+++ Excerpted data +++
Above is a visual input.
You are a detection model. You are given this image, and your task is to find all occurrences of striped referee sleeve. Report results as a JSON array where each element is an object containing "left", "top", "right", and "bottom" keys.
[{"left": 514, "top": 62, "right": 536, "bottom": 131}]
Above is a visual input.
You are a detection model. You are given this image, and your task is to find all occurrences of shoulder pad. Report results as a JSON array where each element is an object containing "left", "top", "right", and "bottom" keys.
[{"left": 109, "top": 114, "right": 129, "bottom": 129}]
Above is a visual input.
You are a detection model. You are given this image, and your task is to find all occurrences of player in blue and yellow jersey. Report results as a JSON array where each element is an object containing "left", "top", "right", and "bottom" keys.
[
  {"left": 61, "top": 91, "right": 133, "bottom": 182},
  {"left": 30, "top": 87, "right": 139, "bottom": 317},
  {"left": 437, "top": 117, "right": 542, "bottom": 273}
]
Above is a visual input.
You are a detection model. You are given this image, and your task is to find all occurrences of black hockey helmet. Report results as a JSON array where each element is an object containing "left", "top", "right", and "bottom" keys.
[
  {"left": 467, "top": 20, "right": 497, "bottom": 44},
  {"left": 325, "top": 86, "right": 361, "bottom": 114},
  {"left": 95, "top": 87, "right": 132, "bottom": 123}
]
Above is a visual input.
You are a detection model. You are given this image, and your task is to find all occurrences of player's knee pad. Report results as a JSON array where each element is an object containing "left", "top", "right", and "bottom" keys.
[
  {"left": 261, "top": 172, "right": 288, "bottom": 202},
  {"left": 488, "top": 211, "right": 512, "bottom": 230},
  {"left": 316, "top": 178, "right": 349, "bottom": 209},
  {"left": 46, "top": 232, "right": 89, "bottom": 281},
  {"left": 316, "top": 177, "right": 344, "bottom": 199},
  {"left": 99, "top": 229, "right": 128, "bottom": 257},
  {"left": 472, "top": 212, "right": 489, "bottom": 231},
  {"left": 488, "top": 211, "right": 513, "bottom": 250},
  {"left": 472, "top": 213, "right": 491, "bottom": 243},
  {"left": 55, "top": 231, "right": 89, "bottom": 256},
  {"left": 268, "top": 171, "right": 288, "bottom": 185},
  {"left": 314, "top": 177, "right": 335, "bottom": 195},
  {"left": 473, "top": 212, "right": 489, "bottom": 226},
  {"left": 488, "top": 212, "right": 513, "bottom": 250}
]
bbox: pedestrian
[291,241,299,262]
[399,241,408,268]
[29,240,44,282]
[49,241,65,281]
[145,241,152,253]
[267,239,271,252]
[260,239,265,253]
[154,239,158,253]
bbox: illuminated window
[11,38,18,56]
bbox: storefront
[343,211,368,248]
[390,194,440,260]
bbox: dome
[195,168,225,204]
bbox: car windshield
+++
Your objective — From the line holding "bbox: illuminated window" down to the last line of the records above, restate each line exactly as written.

Solution to this task —
bbox: illuminated window
[11,38,18,56]
bbox: storefront
[343,211,368,248]
[390,194,440,260]
bbox: dome
[195,168,225,204]
bbox: car windshield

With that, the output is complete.